WHAT THE TASK ASKS
Render every entry as a two-column CSV with the headers "request" and "answer". Each entry becomes one row, with its request text and its answer each in a single quoted field and line breaks replaced by spaces.

Dataset entries
--- Begin ---
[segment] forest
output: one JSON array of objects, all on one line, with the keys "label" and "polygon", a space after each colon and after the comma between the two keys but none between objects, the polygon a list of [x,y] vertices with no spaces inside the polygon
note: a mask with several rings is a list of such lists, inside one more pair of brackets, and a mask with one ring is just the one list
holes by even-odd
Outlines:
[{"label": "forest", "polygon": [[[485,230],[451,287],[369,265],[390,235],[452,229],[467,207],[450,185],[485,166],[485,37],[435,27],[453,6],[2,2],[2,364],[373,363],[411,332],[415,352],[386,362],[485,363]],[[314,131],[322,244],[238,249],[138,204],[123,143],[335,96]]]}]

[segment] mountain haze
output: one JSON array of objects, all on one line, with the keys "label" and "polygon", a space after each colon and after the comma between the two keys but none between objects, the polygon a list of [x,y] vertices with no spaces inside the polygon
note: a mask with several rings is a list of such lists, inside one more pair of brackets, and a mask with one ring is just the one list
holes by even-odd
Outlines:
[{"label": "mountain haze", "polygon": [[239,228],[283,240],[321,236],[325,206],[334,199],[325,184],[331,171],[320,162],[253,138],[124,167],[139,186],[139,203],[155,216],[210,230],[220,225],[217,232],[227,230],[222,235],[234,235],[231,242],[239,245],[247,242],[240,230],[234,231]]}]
--- End ---
REPLY
request,answer
"[segment] forest output: one JSON array of objects, all on one line, with the keys ""label"" and ""polygon"", a space after each colon and after the comma between the two keys but none between objects, the polygon a list of [x,y] vertices with no spaces inside the polygon note: a mask with several rings is a list of such lists, inside one more pair of brackets, and a mask with one ring is just the one list holes by even-odd Outlines:","[{""label"": ""forest"", ""polygon"": [[[485,230],[451,287],[369,265],[390,235],[452,229],[467,207],[450,185],[485,166],[485,37],[435,27],[453,6],[2,2],[2,364],[373,363],[411,332],[415,352],[386,362],[485,363]],[[314,131],[322,244],[238,249],[138,204],[123,143],[335,96]]]}]"
"[segment] mountain haze output: one JSON array of objects, all on one line, with the keys ""label"" and ""polygon"", a space after each colon and after the comma between the two keys but none between objects, the polygon a list of [x,y] vertices with no spaces inside the polygon note: a mask with several rings is a list of such lists, inside one more pair of brackets, and a mask with one ring is just the one list holes by even-odd Outlines:","[{""label"": ""mountain haze"", ""polygon"": [[239,228],[283,240],[321,236],[325,206],[334,199],[325,184],[331,171],[320,162],[253,138],[124,167],[139,186],[139,203],[155,216],[210,230],[220,225],[217,232],[227,230],[222,235],[234,235],[231,242],[239,245],[247,242],[240,230],[234,231]]}]"